## Directions
Please count the lines in the listing below that contain the string "gray", with case counting, and give only that number.

## Material for the task
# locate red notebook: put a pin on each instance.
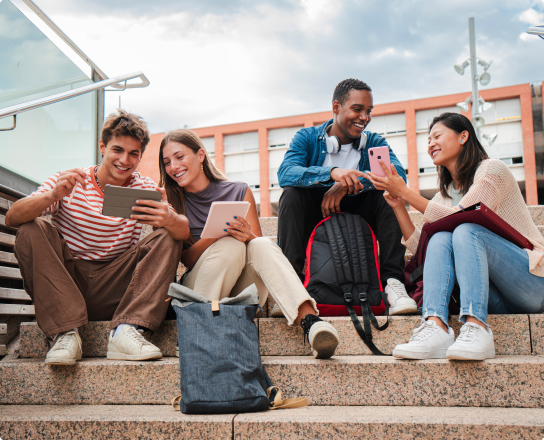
(483, 216)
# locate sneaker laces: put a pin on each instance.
(468, 333)
(137, 336)
(422, 332)
(63, 342)
(306, 323)
(399, 290)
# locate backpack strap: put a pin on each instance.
(340, 257)
(363, 261)
(345, 279)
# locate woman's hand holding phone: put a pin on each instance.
(240, 229)
(392, 182)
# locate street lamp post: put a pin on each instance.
(478, 104)
(474, 76)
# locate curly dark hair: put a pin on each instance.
(342, 89)
(472, 154)
(124, 123)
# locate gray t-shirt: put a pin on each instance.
(197, 205)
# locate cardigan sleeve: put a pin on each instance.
(490, 183)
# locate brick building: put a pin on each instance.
(253, 151)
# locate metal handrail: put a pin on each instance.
(65, 38)
(40, 102)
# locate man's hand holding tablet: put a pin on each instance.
(228, 218)
(149, 207)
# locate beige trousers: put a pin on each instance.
(229, 266)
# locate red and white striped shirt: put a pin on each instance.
(89, 234)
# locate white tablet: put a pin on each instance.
(221, 213)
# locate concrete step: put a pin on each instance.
(506, 381)
(154, 422)
(512, 336)
(341, 423)
(269, 225)
(327, 422)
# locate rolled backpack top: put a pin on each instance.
(219, 357)
(342, 273)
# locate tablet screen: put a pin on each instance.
(221, 213)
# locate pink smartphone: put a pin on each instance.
(379, 153)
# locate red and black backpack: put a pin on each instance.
(342, 273)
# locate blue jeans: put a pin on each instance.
(492, 274)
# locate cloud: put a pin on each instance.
(212, 62)
(532, 17)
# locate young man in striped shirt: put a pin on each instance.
(84, 266)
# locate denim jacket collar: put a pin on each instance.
(323, 132)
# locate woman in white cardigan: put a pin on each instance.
(494, 275)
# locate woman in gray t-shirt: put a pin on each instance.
(223, 267)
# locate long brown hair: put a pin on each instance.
(174, 192)
(468, 161)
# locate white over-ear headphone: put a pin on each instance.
(334, 145)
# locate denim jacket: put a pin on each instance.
(303, 163)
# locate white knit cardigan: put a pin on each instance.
(496, 187)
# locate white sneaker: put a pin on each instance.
(130, 345)
(429, 341)
(67, 349)
(474, 343)
(322, 336)
(276, 311)
(399, 301)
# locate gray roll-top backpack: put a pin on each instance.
(219, 357)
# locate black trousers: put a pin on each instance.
(299, 211)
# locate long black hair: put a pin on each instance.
(468, 161)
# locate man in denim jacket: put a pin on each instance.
(319, 178)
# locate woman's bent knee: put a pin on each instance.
(440, 239)
(465, 232)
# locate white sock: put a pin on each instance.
(119, 328)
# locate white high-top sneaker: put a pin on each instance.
(474, 343)
(66, 350)
(399, 301)
(429, 341)
(130, 345)
(322, 336)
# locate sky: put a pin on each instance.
(214, 62)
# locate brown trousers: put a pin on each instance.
(69, 292)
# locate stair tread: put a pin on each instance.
(103, 413)
(400, 414)
(160, 422)
(120, 422)
(506, 381)
(309, 414)
(512, 336)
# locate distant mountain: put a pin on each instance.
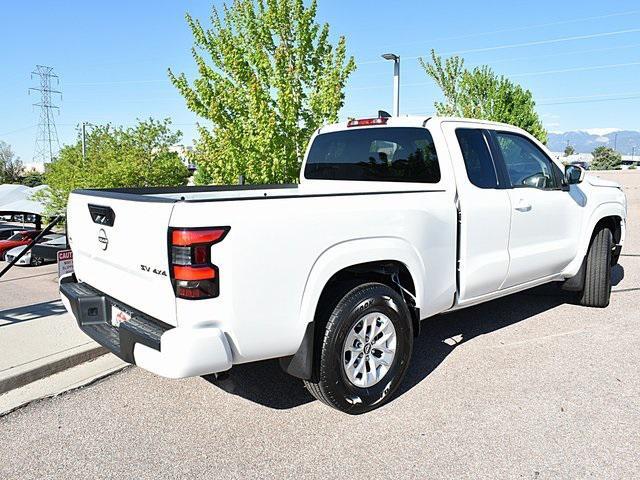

## The output
3